Items from a data source
========================

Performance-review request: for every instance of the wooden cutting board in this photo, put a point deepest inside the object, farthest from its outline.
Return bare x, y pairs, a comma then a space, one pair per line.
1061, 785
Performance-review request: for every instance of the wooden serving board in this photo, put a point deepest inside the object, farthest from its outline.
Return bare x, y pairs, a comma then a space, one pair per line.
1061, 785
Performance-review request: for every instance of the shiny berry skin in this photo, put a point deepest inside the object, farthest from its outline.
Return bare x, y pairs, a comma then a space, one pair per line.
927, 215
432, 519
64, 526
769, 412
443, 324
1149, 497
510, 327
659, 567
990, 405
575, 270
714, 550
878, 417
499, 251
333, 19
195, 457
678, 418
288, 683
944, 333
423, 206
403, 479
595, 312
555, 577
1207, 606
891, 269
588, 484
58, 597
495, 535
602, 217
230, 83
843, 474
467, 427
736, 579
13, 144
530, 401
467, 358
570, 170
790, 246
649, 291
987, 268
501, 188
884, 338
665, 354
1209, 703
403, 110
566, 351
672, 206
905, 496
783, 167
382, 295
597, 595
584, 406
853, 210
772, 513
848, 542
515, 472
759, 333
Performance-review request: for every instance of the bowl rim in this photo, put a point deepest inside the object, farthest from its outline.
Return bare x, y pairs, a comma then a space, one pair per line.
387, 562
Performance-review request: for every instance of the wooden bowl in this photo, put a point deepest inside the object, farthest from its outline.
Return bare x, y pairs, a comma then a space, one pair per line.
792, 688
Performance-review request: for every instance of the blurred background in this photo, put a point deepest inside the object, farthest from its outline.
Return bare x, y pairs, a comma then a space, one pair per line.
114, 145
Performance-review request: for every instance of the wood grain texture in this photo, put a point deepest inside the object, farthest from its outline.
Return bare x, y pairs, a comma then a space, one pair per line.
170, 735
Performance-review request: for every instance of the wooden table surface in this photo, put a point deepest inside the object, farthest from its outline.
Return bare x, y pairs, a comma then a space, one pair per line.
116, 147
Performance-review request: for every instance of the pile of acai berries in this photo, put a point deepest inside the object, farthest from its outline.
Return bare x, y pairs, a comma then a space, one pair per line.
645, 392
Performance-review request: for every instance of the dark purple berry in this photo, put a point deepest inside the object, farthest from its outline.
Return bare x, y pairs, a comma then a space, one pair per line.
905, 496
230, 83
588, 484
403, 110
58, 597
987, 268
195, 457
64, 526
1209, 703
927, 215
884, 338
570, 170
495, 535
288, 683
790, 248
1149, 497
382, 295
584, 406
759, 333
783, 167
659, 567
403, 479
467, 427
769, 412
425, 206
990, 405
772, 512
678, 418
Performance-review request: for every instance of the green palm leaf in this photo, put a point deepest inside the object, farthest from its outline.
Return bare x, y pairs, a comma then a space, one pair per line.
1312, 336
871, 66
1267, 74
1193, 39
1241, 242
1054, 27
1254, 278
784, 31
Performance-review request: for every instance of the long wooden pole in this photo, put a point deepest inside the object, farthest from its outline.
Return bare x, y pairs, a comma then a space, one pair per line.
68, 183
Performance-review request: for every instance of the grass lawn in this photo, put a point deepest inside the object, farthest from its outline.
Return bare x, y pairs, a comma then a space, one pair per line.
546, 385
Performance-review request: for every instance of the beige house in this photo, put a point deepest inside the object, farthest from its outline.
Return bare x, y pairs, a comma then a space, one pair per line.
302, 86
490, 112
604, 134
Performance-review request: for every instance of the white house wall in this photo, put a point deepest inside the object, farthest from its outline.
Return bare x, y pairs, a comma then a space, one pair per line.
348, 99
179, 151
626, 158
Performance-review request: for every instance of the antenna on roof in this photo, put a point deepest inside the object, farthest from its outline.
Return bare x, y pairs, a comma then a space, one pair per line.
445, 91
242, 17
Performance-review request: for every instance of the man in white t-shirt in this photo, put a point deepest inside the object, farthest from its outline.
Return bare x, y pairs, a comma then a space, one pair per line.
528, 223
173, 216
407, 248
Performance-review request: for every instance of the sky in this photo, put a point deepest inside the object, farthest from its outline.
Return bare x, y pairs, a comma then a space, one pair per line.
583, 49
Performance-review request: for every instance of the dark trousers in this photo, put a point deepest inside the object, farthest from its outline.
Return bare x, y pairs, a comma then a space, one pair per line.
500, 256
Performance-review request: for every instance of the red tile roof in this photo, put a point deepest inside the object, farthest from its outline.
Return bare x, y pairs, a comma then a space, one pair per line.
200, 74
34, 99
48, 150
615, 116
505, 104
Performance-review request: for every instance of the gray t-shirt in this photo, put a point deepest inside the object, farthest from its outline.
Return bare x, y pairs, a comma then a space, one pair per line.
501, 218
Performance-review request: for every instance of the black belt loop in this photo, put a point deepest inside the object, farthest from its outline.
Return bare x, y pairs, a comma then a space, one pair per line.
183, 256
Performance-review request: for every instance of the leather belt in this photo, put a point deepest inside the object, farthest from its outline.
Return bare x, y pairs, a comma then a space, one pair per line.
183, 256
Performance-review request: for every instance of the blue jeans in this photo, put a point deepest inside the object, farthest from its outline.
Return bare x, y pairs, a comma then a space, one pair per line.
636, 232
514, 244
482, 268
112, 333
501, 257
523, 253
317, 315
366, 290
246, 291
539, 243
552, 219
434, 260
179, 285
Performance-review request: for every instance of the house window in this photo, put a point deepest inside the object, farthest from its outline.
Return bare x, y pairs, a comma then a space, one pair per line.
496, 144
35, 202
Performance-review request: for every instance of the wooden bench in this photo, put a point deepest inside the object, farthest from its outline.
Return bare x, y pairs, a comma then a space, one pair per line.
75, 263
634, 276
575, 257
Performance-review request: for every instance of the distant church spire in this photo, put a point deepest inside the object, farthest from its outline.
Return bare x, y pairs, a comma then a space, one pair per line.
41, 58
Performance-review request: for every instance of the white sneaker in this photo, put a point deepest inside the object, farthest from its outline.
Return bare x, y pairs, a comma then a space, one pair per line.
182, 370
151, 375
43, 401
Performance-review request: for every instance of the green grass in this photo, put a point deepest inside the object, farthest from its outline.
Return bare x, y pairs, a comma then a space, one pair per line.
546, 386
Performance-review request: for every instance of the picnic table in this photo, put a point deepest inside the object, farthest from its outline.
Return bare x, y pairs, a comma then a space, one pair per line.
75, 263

========================

» **SHORT PROBLEM**:
Write out exactly the lines from the line holding "Performance-review request: for every instance of the gray" through the last line of the data, and nothing besides those lines.

» **TASK OUTPUT**:
Performance-review request: for every instance of the gray t-shirt in this photo, put a point deepest inside the object, farthest from its outline.
Return bare x, y pairs, a comma then a space, one pair per line.
501, 218
Performance-review request: for every instance of the black belt loop in this photo, put a point deepest inside the object, farthest from its outline.
Return bare x, y pairs, a comma then a space, one pair per line.
183, 256
Performance-review request: for every instance of the leather belt in this photo, put a point deepest inside the object, farthest from its outline.
Return bare x, y pairs, a comma then a space, one pair per line.
183, 256
Performance-review request: for every instance of the blue jeans in this photo, put a point deepest inside the object, farthest from its outline.
Return bare x, y pairs, a comma then a space, one pair per line.
636, 232
514, 244
482, 268
112, 333
501, 257
523, 253
317, 315
366, 290
246, 291
539, 243
552, 219
434, 260
179, 285
Performance-review request: for every instance of the house window in this photo, put a point deepest inside the object, farthest from its outline.
Return bare x, y pairs, a comma then a space, one pair per line.
496, 144
35, 202
Performance-review request: for every instance of the wooden bench in this photo, put a point deepest inside the object, farthest from its outline.
Return bare x, y pairs, a comma then a space, one pair per line.
75, 263
634, 276
575, 257
Performance-review request: for every instance of the distant church spire in this photo, put a point deepest inside the object, farthest from its outline.
Return bare x, y pairs, a comma then a space, one pair per line.
41, 58
Performance-review request: for every instance of the white sneaker in this photo, put a point deepest inside the object, farthest from its outline.
Return bare x, y pairs, a comma then a space, one pair per line.
182, 370
151, 375
43, 401
Performance-review request: for every instance of the green grass in this photo, put a point deepest inside the object, farthest from its outline.
Return bare x, y pairs, a comma then a space, one pair per line.
546, 386
Performance-review request: for every instance of the picnic table in this photo, put a point deepest inside the object, farthest from its outline.
Return bare x, y pairs, a comma then a space, one pair per line.
75, 263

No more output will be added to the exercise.